THE TASK: Report every line below that holds the word "window".

Start of RECORD SET

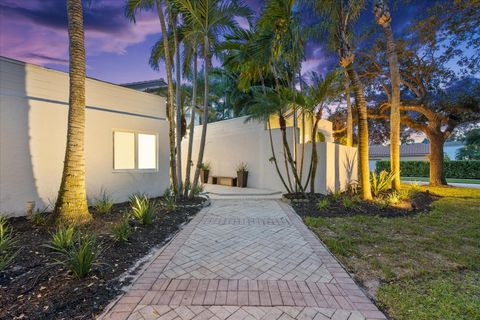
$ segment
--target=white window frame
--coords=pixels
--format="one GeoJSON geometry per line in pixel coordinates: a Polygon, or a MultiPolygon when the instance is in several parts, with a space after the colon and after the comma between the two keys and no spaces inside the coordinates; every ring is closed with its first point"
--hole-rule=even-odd
{"type": "Polygon", "coordinates": [[[159,159],[159,141],[158,133],[152,131],[138,131],[138,130],[128,130],[128,129],[113,129],[112,130],[112,172],[158,172],[158,159],[159,159]],[[115,132],[123,133],[133,133],[134,134],[134,156],[135,156],[135,168],[133,169],[115,169],[115,132]],[[139,169],[138,168],[138,135],[139,134],[148,134],[155,136],[155,169],[139,169]]]}

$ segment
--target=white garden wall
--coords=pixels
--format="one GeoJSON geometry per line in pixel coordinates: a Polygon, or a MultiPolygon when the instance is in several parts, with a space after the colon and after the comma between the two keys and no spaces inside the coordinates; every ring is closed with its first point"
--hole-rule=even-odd
{"type": "MultiPolygon", "coordinates": [[[[204,162],[210,162],[210,175],[236,176],[238,163],[246,162],[249,171],[248,187],[285,191],[275,166],[270,161],[272,152],[265,124],[257,121],[246,122],[246,119],[241,117],[208,124],[204,162]]],[[[290,145],[293,144],[292,130],[291,127],[287,129],[290,145]]],[[[201,131],[202,126],[195,127],[192,171],[195,170],[197,162],[201,131]]],[[[272,136],[278,164],[285,176],[280,130],[273,129],[272,136]]],[[[310,165],[311,145],[311,143],[305,145],[304,176],[310,165]]],[[[297,144],[299,162],[302,146],[297,144]]],[[[186,167],[187,147],[188,141],[185,138],[182,142],[183,168],[186,167]]],[[[291,150],[293,152],[293,148],[291,150]]],[[[322,142],[317,143],[317,150],[319,159],[315,182],[317,192],[327,193],[328,190],[343,189],[346,183],[357,179],[356,148],[322,142]]]]}
{"type": "MultiPolygon", "coordinates": [[[[58,193],[65,153],[68,74],[0,57],[0,212],[24,214],[58,193]]],[[[161,195],[169,185],[165,100],[86,81],[86,183],[89,200],[105,189],[116,202],[133,192],[161,195]],[[113,170],[113,131],[157,135],[158,170],[113,170]]]]}

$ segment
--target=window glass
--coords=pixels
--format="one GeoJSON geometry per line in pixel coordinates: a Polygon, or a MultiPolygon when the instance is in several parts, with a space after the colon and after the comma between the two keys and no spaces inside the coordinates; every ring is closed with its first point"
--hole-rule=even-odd
{"type": "Polygon", "coordinates": [[[114,132],[113,167],[135,169],[135,134],[133,132],[114,132]]]}
{"type": "Polygon", "coordinates": [[[157,168],[157,137],[153,134],[138,134],[138,169],[157,168]]]}

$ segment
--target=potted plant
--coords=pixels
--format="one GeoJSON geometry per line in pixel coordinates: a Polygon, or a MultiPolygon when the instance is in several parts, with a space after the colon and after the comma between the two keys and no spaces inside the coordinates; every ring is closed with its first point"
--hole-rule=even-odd
{"type": "Polygon", "coordinates": [[[208,175],[210,174],[210,162],[202,163],[202,169],[200,174],[200,180],[202,183],[208,183],[208,175]]]}
{"type": "Polygon", "coordinates": [[[237,187],[246,188],[248,181],[248,166],[245,162],[240,162],[237,166],[237,187]]]}

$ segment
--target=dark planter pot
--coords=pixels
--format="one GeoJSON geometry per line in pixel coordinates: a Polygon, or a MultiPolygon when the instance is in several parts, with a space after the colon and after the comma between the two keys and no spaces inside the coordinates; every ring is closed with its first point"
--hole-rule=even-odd
{"type": "Polygon", "coordinates": [[[248,171],[237,171],[237,187],[246,188],[248,181],[248,171]]]}
{"type": "Polygon", "coordinates": [[[202,172],[200,172],[200,180],[202,180],[202,183],[208,183],[209,174],[210,170],[202,170],[202,172]]]}

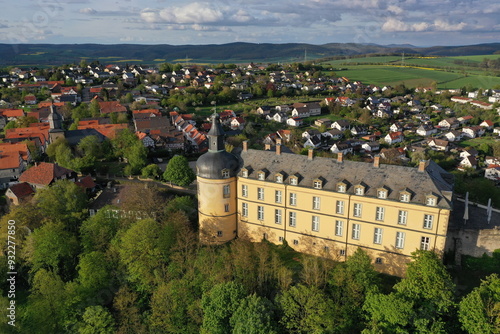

End of RECORD SET

RESPONSE BOX:
--target=white window frame
--target=window glass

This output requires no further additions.